**Dataset content:**
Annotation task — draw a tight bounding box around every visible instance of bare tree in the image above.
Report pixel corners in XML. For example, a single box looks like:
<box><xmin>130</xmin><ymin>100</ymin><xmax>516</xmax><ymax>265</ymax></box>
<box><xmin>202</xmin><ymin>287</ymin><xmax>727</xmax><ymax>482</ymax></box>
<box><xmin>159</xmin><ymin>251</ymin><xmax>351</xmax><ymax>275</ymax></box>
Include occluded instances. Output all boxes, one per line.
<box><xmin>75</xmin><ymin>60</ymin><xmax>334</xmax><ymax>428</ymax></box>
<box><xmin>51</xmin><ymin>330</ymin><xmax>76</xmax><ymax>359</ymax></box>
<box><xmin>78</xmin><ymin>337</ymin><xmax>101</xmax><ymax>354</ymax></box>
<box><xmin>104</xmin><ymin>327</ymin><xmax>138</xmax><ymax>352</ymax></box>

**Task to complete:** Rewrite the items above, replacing "bare tree" with "leafless tree" and leaving everything else unchanged.

**Final answer:**
Annotation task — draw a tight bounding box around every visible instance of leafless tree in the image above.
Report pixel corners in XML. For example, a single box looks like:
<box><xmin>130</xmin><ymin>100</ymin><xmax>516</xmax><ymax>265</ymax></box>
<box><xmin>202</xmin><ymin>287</ymin><xmax>727</xmax><ymax>482</ymax></box>
<box><xmin>159</xmin><ymin>251</ymin><xmax>351</xmax><ymax>275</ymax></box>
Include occluded instances. Output all boxes, one per line.
<box><xmin>75</xmin><ymin>60</ymin><xmax>334</xmax><ymax>428</ymax></box>
<box><xmin>51</xmin><ymin>330</ymin><xmax>76</xmax><ymax>359</ymax></box>
<box><xmin>78</xmin><ymin>337</ymin><xmax>101</xmax><ymax>354</ymax></box>
<box><xmin>104</xmin><ymin>327</ymin><xmax>138</xmax><ymax>352</ymax></box>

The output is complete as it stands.